>> begin

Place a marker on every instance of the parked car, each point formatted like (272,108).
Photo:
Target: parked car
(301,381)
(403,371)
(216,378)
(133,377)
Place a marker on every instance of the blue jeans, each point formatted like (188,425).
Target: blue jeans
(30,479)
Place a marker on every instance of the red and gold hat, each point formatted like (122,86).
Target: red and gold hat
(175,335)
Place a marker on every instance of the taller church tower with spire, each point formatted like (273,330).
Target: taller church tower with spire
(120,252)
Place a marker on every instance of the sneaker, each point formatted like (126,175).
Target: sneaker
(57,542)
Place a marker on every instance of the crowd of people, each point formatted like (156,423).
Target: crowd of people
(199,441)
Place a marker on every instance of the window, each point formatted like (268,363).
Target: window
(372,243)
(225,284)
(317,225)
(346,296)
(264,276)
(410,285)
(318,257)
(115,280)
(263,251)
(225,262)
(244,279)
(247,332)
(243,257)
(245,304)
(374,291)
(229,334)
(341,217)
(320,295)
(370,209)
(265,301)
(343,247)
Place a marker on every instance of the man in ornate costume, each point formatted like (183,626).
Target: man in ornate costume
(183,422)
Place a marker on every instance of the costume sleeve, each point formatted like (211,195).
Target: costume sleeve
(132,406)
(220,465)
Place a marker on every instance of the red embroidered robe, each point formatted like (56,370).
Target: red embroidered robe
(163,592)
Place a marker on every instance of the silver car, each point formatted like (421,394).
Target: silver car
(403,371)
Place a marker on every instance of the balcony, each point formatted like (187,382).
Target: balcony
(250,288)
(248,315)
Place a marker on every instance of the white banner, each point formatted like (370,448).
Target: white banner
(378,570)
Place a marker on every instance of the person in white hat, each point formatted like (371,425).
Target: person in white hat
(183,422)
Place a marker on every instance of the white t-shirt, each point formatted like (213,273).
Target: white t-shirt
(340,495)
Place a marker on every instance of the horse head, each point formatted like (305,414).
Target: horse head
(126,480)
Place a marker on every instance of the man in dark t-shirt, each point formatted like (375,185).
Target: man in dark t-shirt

>> end

**Task instructions**
Offset the coordinates in the rows, starting at the row that contains "Place a marker on every instance of the red embroidered" and ending at the last row above. Rewrite every line in that span, instruction lines included, adding 62 to each x and y value in the answer points and leaving the sample points in the instruction lines unchanged.

**Result**
Place a marker on every instance of the red embroidered robe, each point formatted like (56,370).
Target: red embroidered robe
(225,654)
Place a marker on every instance of the silver car, each point formatted like (421,394).
Target: silver car
(465,433)
Place a marker on every instance of the balcony, each point formatted like (187,382).
Target: balcony
(312,350)
(310,377)
Place a marker on every instance of the white banner, each point formatted like (370,448).
Target: white banner
(440,632)
Place a marker on every instance of the person in white hat, each point formatted like (371,425).
Target: person in white hat
(245,484)
Place a marker on every instance of the white t-shirt, each point formatted like (213,273).
Target: white t-shirt
(402,557)
Place a marker on every instance of the horse head, each point formatted like (305,414).
Target: horse head
(188,542)
Place a marker on every instance of the man in dark t-shirt, each point formatted like (375,185).
Target: man in dark t-shirt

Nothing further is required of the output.